─── PASSAGE ───

Encoder sensors have become a widely used class of sensors where feedback information from a moving mechanical system is required. It is a device that can provide precise information on the speed, direction and positioning of a piece of mechanical equipment. In recent years, encoders have become a lot more sensitive and tough with higher resolutions at a lower cost, and as a result are now widely used in many industries.
From an industry perspective, encoder sensors are used across the automotive, consumer electronics, medical, military, manufacturing and scientific instrument industry sectors. In terms of specific applications, encoder sensors can be found in printers, food processing, robotics, material handling, axis controllers, medical scanners, dispensing pumps, military-grade antennas, drilling machines and telescopes, to name but a few.
The difference between the two different types of encoder is the way in which they respond to motion in a given area, and the clue is in their names. Linear encoder sensors measure a motion along a linear path, whereas a rotary encoder sensor responds to rotational motion. Both types often employ magnetic principles (a magnetic scale or magnetic field) to detect any changes. The sensor will either detect changes in the magnetic field or magnetic position and this provides an output which represents a speed, position or directional change.
Each class of sensor can be further broken down into absolute and incremental sensors. Absolute encoders use a series of pulses to measure the position and speed of the equipment, whereas an absolute encoder uses bit configurations to directly track positions. So, the type of equipment being analyzed, and how it moves, determines what type of encoder sensor is needed.
In a linear encoder a magnetic sensor passing over a magnetic scale. As the sensor moves along this scale, it detects changes in the magnetic field which are proportional to the measuring speed and the displacement of the sensor. As linear sensors only detect changes in the magnetic field, external factors such as light, debris or oil have no effect on the sensing capabilities, and as a result they are often used in harsher environments. Optical linear encoders are not as widely used, but use parallel beams of light on a glass scale to generate sinusoidal wave outputs that are detected using a photodetector.

─── PROVIDED RECORDS ───

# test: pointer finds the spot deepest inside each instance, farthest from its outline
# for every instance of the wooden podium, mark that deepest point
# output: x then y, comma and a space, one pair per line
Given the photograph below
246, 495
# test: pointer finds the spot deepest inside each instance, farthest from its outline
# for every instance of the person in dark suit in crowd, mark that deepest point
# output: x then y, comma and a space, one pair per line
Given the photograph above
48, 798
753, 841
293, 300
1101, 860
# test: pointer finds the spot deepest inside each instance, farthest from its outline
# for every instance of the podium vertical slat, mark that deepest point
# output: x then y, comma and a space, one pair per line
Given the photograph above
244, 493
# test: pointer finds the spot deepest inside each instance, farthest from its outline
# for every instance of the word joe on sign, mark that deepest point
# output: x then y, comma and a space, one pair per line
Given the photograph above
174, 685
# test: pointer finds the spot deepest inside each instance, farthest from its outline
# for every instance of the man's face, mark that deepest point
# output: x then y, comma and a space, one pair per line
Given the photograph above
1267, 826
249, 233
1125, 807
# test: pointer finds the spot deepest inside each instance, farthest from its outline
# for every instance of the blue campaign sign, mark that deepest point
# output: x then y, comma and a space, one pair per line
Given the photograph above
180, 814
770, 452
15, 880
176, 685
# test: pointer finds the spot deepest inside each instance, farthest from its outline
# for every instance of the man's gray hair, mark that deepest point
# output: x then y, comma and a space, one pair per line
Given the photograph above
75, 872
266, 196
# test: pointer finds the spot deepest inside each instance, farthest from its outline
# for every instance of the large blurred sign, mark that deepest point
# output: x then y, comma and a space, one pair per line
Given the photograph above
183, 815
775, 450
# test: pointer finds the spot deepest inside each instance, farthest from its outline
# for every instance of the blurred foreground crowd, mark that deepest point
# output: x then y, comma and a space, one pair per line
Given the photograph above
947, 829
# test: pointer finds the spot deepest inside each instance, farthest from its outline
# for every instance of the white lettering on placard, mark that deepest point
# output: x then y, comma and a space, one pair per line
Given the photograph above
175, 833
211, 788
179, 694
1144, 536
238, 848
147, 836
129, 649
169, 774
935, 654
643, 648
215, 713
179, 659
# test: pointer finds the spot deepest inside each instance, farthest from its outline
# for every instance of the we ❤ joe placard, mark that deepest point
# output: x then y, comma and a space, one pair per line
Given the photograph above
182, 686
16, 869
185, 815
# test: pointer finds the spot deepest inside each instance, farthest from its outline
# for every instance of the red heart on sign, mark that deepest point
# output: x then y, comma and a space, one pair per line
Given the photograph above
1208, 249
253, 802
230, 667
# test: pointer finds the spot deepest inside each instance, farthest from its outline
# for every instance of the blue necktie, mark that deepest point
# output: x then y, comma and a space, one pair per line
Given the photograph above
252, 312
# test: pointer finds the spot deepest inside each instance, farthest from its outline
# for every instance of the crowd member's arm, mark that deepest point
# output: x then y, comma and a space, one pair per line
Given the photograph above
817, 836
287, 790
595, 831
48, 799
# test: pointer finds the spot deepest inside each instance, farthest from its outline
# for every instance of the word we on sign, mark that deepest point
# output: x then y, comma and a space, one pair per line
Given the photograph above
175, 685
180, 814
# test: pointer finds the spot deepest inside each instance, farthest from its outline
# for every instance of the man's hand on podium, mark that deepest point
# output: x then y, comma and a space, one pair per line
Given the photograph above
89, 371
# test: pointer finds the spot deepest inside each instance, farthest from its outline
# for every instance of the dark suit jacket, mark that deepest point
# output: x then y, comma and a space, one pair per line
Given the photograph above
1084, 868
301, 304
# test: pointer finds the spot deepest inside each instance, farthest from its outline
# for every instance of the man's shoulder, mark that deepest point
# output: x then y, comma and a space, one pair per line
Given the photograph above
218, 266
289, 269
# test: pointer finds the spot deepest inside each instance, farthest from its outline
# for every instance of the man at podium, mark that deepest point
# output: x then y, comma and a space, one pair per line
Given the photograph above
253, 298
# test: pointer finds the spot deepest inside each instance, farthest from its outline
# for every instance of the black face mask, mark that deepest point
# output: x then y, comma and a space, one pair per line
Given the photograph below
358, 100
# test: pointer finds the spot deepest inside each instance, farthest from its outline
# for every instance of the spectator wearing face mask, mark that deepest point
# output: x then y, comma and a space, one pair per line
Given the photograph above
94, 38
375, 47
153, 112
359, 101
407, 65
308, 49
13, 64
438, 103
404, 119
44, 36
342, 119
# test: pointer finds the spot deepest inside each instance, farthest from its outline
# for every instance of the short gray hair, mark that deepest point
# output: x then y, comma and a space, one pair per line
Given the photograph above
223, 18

───

REQUIREMENT A: Please return the part of the encoder text starting at "In a linear" and ending at "using a photodetector.".
REQUIREMENT B:
Answer these questions about the encoder text:
(i) What three things can an encoder give precise information on?
(ii) What kind of motion does a rotary encoder sensor respond to?
(iii) What detects the sinusoidal wave outputs of optical linear encoders?
Answer from the encoder text alone, not the listing.

YOUR SOLUTION A:
In a linear encoder a magnetic sensor passing over a magnetic scale. As the sensor moves along this scale, it detects changes in the magnetic field which are proportional to the measuring speed and the displacement of the sensor. As linear sensors only detect changes in the magnetic field, external factors such as light, debris or oil have no effect on the sensing capabilities, and as a result they are often used in harsher environments. Optical linear encoders are not as widely used, but use parallel beams of light on a glass scale to generate sinusoidal wave outputs that are detected using a photodetector.

YOUR SOLUTION B:
(i) The speed, direction and positioning of a piece of mechanical equipment.
(ii) Rotational motion.
(iii) A photodetector.